EXERCISE INSTRUCTIONS -
Pick up the reflection below on sacrifice, love, and pain during the pandemic, and carry it on from its final sentence.

If you remember last week’s Scripture readings about love (and sacrifice), we are called to emulate Jesus’ self-emptying, sacrificial love in our own lives by letting go of any of the sinful, selfish and destructive things, thoughts and feelings to which we may cling. “Let go and let God!”
Right now (and for weeks) we have been experiencing the sacrifice of many ‘things’ for our safety and the safety of others. (Love in action!) We have the opportunity now to really examine (both individually and collectively) all of the unnecessary things of our society with which we have indulged ourselves; the cruelty and injustice we have accepted without enough scrutiny and reconciliation; and the preservation of what actually is good and worth keeping—those actions that do serve God’s plan for all of His children. You know, we might actually strive to make all things better, safer, healthier and happier for all of us, no exceptions!
Having tasted a somewhat simpler life in some (or many) ways, perhaps we will shift from some and any of those destructive values and patterns in our lives. Now that we have seen the importance of community, of social contracts (like wearing masks to keep each other safe, or stopping at red lights) and the sharing of resources, maybe we will invest more in the well-being of all people and not just the individual self. Maybe we can even consider the urgency to act on the problems of poverty (here at home and away), the suffering of Creation by the greedy and thoughtless, and the health and education of all our brothers and sisters. This pandemic has highlighted the many social problems we have in our society—which, personally, I find so painful to consider how unthinking, selfish and unkind we can be about the problems of others sometimes.
Pain, though, is an unwelcome teacher and an important element of reality in this world. It is not only often helpful, but is absolutely necessary to human health and well-being. How do you know to keep your hands away from an open flame, or to flush a grain of sand from your eye? Pain. Any doctor will tell you that a person whose nerves can't send pain signals will have serious problems in living a normal life. We know that God allows suffering, but he is not the one who causes it and sends it into our lives. We experience pain because we live in physical bodies in a physical world—and we suffer emotional pain because we are (hopefully) sensitive to misfortune, loss, and injustice. Sometimes the most horrible wounds we experience are those that come to us and are even traceable to our own wrong choices! But He will be with us always through it all and to the end.

Dataset entries -

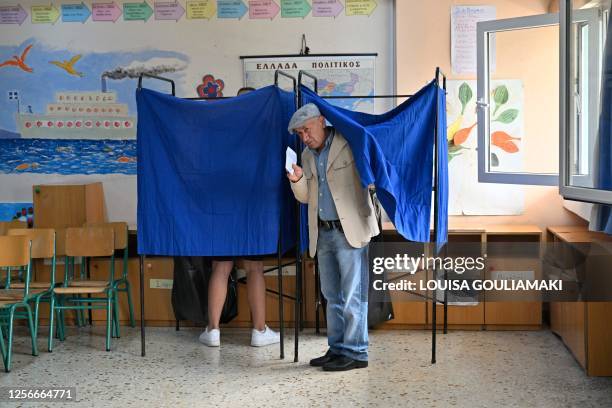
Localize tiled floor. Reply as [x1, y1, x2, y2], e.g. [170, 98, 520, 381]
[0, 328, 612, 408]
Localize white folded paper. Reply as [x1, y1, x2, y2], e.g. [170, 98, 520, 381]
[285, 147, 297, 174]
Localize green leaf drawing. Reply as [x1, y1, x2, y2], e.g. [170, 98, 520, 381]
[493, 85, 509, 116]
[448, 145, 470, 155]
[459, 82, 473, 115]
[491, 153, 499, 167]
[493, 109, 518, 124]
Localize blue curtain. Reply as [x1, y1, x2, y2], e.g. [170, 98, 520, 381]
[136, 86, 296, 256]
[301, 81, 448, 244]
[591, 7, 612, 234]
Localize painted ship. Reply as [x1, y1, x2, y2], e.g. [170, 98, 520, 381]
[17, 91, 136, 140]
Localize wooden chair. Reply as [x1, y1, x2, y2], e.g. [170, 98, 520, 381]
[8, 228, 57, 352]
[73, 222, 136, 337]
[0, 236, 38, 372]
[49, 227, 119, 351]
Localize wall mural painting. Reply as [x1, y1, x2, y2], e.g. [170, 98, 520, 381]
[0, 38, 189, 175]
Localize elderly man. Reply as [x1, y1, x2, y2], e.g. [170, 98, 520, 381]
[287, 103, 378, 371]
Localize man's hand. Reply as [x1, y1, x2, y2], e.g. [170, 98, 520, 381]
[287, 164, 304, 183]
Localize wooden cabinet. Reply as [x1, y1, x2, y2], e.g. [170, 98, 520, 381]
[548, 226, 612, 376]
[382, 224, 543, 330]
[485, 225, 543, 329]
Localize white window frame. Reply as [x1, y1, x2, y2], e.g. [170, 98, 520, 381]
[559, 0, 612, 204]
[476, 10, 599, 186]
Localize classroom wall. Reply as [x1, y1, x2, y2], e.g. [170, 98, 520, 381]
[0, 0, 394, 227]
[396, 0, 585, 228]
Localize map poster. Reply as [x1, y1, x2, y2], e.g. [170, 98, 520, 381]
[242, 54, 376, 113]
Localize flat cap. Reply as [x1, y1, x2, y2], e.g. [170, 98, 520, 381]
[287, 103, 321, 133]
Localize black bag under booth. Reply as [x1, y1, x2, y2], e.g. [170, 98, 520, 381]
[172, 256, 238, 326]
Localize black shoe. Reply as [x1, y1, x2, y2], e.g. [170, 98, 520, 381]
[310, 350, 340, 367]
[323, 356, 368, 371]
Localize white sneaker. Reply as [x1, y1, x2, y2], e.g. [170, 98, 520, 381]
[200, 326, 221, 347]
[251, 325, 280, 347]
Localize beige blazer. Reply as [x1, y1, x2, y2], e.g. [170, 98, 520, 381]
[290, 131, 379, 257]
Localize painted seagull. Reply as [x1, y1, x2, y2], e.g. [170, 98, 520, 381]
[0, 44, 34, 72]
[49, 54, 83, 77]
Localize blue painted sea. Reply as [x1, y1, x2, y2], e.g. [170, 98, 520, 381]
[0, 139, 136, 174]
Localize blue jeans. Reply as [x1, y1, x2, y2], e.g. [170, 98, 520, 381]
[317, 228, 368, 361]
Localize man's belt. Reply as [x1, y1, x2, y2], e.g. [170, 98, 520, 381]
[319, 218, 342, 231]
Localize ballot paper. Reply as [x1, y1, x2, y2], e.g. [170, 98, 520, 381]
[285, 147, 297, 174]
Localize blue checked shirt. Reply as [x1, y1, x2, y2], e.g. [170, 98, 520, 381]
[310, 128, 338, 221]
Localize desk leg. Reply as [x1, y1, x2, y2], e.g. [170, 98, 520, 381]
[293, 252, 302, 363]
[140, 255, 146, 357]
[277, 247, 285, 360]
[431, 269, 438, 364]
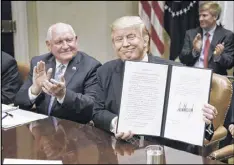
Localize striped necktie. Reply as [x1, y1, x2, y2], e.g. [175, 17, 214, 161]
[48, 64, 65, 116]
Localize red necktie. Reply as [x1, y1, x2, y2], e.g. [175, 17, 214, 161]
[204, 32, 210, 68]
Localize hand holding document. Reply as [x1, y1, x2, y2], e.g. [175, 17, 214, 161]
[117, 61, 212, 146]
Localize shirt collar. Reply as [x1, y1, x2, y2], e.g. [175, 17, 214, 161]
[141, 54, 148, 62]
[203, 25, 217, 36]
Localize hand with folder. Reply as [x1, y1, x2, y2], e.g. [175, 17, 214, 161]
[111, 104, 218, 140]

...

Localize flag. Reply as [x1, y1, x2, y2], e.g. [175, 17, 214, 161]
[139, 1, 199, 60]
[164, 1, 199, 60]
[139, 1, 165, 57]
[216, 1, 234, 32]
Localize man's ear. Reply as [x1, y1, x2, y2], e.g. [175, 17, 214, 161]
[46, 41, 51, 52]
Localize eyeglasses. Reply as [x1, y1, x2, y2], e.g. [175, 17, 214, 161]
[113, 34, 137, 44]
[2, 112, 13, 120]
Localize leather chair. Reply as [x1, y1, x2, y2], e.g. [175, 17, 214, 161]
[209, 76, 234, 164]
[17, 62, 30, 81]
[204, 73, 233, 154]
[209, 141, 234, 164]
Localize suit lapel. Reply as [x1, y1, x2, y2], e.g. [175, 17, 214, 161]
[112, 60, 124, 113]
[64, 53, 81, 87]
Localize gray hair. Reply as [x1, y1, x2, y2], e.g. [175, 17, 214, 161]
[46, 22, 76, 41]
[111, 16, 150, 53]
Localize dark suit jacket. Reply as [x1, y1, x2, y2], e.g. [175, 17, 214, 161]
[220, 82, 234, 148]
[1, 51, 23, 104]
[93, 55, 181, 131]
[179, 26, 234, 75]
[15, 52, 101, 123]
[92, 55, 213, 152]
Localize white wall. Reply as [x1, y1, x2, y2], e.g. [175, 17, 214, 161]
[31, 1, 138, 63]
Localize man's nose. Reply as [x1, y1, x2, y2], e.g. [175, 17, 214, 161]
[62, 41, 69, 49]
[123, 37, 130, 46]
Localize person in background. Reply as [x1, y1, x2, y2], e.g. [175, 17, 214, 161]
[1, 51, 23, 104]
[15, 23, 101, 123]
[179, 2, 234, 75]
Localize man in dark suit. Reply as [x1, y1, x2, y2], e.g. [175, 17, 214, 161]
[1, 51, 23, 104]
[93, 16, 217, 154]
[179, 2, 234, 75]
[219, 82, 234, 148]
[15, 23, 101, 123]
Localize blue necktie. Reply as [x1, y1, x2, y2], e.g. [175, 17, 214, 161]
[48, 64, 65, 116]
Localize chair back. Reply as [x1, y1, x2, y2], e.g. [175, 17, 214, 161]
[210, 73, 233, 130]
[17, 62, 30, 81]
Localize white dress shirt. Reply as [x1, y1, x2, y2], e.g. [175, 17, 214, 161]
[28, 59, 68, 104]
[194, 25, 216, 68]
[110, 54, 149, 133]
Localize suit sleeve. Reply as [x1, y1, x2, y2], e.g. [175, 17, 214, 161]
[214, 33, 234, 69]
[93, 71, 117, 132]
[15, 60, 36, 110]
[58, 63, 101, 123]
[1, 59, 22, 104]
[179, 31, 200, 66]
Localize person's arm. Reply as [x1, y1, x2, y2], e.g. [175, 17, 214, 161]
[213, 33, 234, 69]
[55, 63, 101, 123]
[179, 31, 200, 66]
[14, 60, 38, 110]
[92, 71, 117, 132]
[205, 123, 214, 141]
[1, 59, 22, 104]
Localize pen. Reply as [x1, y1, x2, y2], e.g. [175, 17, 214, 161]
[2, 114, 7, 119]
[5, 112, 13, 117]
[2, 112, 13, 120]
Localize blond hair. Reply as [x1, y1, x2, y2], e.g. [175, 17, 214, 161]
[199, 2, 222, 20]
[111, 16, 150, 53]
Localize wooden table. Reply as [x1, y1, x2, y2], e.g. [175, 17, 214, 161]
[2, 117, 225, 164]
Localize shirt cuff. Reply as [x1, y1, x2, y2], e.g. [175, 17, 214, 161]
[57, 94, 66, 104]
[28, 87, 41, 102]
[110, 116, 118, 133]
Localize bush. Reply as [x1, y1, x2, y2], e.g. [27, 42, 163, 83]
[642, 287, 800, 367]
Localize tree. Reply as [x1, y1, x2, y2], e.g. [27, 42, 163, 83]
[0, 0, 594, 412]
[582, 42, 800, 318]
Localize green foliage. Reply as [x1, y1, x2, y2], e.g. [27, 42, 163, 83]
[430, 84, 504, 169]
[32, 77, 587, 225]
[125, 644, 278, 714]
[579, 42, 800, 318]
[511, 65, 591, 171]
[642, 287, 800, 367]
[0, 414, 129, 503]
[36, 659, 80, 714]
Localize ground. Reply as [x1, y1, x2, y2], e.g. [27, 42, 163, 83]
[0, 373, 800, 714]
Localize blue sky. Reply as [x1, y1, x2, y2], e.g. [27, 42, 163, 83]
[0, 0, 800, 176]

...

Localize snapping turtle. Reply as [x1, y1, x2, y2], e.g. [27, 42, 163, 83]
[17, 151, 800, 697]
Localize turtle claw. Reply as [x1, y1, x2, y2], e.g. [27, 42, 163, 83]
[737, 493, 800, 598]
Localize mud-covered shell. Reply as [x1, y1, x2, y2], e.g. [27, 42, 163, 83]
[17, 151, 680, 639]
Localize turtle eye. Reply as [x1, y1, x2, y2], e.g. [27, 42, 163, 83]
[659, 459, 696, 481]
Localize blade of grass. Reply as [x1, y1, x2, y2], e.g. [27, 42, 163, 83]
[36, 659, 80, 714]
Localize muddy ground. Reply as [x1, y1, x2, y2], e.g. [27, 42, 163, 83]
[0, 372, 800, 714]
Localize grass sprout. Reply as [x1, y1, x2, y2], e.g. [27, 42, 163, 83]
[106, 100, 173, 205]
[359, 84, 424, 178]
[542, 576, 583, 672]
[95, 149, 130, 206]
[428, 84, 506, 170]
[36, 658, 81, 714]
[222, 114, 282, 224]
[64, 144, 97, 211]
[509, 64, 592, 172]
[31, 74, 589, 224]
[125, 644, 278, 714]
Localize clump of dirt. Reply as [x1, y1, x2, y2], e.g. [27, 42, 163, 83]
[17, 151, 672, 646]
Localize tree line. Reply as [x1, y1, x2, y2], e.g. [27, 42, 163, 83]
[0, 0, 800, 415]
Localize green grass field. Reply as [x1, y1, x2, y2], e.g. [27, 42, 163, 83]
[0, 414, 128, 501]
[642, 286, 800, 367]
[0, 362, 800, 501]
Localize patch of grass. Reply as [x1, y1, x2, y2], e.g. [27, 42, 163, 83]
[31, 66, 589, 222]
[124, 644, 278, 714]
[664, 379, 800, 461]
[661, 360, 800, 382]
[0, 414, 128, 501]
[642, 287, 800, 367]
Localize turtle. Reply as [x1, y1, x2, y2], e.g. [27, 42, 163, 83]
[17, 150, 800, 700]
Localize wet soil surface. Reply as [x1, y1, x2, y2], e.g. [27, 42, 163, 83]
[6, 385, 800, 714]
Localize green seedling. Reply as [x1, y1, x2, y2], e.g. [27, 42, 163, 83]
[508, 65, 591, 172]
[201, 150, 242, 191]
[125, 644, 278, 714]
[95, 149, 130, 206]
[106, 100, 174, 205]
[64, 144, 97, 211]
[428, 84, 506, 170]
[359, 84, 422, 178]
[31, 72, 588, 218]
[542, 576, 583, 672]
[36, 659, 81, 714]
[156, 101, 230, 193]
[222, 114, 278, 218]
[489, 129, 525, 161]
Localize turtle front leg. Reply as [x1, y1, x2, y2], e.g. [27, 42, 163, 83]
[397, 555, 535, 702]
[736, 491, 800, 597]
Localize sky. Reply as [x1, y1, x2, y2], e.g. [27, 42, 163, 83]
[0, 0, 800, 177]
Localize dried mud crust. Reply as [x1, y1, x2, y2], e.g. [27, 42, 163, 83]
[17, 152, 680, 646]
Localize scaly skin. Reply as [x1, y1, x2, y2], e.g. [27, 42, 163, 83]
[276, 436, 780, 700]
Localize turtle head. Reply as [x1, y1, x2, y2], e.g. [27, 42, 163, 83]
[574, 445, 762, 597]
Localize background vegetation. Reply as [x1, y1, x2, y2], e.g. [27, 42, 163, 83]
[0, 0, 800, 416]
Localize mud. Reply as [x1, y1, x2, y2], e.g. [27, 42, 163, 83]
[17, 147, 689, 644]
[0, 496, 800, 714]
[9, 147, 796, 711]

RESULT BELOW -
This faith we have is a relationship with God that provides the daily presence, strength, and encouragement of the Living Christ for whatever comes our way. It doesn’t exempt us from it, but it does sustain us. And this love in the midst of trial is what we are called to be in the world as Disciples. We do not yet have complete and detailed plans for the future of Covid 19 in our Communities—but like the Disciples in Scripture today we know Jesus is with us while we figure it all out—and we have an Advocate, the Holy Spirit.
As Disciples we depend on the Word, the Paschal Mystery and each other to be the presence of Christ. St. Peter of Damascus wrote that we will ascend with Christ to heaven through these real presences of Jesus. We move from “fear to religious devotion—from which springs spiritual knowledge; from this knowledge comes judgment—that is, discrimination (discernment); from discernment comes the strength that will lead us to understanding; and from this comes wisdom.” We need to ascend to this heavenly wisdom!
Thanks to the ministry of the Apostles, all believers will ascend with Christ into heavenly wisdom. When Christ Ascended they had to depend on their faith, believe in their mission, and carry the Gospel to all. (The Holy Spirit makes all this possible!) We are charged with this same mission, now, today. We are lost if we do not take this mission seriously—especially since we now have the time to reconcile our faith with our actions and our decisions--and we have the Holy Spirit to help us, always.
Keep singing in your hearts and minds—or out loud while quaranteaming with your lovely ones!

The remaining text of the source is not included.